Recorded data
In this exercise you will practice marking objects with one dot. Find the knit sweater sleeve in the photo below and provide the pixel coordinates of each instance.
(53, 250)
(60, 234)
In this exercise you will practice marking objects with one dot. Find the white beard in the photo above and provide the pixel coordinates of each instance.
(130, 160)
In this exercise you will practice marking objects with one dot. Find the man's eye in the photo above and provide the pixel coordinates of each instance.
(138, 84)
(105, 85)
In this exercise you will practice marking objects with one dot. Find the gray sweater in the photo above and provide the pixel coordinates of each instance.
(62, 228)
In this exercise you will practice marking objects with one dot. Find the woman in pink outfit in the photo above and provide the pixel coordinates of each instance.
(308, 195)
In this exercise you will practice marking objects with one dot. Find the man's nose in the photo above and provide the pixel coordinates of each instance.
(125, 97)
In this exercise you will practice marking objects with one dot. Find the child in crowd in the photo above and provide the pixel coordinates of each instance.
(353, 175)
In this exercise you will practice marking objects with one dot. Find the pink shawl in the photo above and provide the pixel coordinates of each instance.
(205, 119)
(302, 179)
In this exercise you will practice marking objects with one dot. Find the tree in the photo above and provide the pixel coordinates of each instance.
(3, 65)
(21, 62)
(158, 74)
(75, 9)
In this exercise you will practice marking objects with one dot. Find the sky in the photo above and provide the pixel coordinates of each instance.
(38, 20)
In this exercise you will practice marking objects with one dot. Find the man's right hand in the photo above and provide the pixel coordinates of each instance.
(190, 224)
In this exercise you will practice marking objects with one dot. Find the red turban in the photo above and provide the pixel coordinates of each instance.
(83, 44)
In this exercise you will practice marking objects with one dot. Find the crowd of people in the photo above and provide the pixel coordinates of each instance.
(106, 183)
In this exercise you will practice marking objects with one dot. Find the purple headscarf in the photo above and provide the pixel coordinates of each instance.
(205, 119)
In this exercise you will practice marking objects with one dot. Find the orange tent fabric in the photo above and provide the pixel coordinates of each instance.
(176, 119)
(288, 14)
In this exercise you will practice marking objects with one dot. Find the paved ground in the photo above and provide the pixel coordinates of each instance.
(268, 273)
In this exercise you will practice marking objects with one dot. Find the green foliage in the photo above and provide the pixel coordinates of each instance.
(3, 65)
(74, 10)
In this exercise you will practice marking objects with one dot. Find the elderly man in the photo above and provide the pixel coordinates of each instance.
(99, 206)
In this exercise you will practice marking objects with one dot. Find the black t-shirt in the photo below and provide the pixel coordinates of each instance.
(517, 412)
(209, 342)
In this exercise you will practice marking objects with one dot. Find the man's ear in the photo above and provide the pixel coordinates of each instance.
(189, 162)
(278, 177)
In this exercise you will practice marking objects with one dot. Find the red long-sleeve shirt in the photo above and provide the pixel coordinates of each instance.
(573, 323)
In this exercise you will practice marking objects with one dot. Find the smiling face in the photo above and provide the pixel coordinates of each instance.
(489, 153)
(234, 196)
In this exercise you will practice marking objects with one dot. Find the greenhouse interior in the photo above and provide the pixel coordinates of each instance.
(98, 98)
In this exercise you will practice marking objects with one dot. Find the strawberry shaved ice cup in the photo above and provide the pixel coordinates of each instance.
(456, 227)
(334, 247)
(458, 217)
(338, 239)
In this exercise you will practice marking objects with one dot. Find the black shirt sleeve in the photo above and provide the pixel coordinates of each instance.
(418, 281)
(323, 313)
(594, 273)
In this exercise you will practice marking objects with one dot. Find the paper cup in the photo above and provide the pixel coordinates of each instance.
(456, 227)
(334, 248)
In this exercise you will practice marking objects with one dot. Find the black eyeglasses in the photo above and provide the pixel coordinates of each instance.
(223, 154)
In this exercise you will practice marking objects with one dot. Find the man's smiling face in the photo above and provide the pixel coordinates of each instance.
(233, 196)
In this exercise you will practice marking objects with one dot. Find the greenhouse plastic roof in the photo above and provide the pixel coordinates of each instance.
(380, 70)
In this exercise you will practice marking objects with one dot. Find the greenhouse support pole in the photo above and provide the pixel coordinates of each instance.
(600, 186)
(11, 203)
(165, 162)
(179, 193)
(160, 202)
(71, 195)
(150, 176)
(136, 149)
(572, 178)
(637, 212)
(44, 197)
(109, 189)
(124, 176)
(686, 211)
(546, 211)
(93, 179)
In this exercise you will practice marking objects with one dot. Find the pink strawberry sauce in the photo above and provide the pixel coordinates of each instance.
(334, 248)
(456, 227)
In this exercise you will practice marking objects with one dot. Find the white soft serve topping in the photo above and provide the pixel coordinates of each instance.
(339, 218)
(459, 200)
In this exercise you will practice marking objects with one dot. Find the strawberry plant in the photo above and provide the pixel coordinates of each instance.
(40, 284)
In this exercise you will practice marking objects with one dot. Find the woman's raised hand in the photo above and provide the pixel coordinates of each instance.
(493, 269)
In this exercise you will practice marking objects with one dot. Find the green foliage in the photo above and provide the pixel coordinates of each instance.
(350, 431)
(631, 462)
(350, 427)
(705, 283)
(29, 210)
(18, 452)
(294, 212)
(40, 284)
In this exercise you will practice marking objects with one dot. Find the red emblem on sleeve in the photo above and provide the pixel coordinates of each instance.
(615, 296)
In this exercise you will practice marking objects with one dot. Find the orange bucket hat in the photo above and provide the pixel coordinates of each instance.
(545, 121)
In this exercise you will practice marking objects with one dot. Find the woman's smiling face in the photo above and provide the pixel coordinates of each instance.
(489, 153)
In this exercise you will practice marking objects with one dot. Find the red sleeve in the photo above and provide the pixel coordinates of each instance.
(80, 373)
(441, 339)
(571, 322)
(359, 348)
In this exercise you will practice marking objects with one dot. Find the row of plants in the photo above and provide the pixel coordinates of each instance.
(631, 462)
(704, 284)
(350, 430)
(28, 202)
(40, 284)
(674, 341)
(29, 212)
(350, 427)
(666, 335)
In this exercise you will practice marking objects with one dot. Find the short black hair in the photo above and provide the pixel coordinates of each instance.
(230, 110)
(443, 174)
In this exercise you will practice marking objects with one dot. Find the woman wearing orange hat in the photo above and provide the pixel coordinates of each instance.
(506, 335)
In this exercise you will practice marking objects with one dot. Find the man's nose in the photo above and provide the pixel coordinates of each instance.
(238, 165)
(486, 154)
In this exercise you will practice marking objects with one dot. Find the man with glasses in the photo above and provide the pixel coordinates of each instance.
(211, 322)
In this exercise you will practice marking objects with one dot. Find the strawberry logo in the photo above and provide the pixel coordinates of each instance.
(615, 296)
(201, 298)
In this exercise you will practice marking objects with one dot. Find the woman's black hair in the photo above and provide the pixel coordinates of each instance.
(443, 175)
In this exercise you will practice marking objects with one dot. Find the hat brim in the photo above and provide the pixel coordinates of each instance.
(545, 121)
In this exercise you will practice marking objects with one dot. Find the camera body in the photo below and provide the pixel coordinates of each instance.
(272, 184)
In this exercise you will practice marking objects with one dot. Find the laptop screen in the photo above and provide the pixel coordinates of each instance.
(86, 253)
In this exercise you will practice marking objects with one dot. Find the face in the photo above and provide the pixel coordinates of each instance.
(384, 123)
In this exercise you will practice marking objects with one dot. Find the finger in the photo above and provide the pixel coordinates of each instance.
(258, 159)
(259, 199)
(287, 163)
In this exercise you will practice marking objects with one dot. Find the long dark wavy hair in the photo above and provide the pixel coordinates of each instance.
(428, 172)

• **GIVEN EXERCISE**
Output exactly the lines above, from the one holding "Find the face" through the end of the data, including the first and last.

• **FINISHED TASK**
In this exercise you will practice marking objects with one dot. Find the face in the photo above and provide the pixel coordinates of each instance.
(384, 123)
In this exercise you will practice marking objects with one dot. Find the finger in the photo above and provide the pixel coordinates of each instance.
(258, 159)
(259, 199)
(287, 163)
In this exercise you will practice marking objects with one dot. Find the long dark wavy hair in the photo above and provide the pixel coordinates of each instance.
(428, 172)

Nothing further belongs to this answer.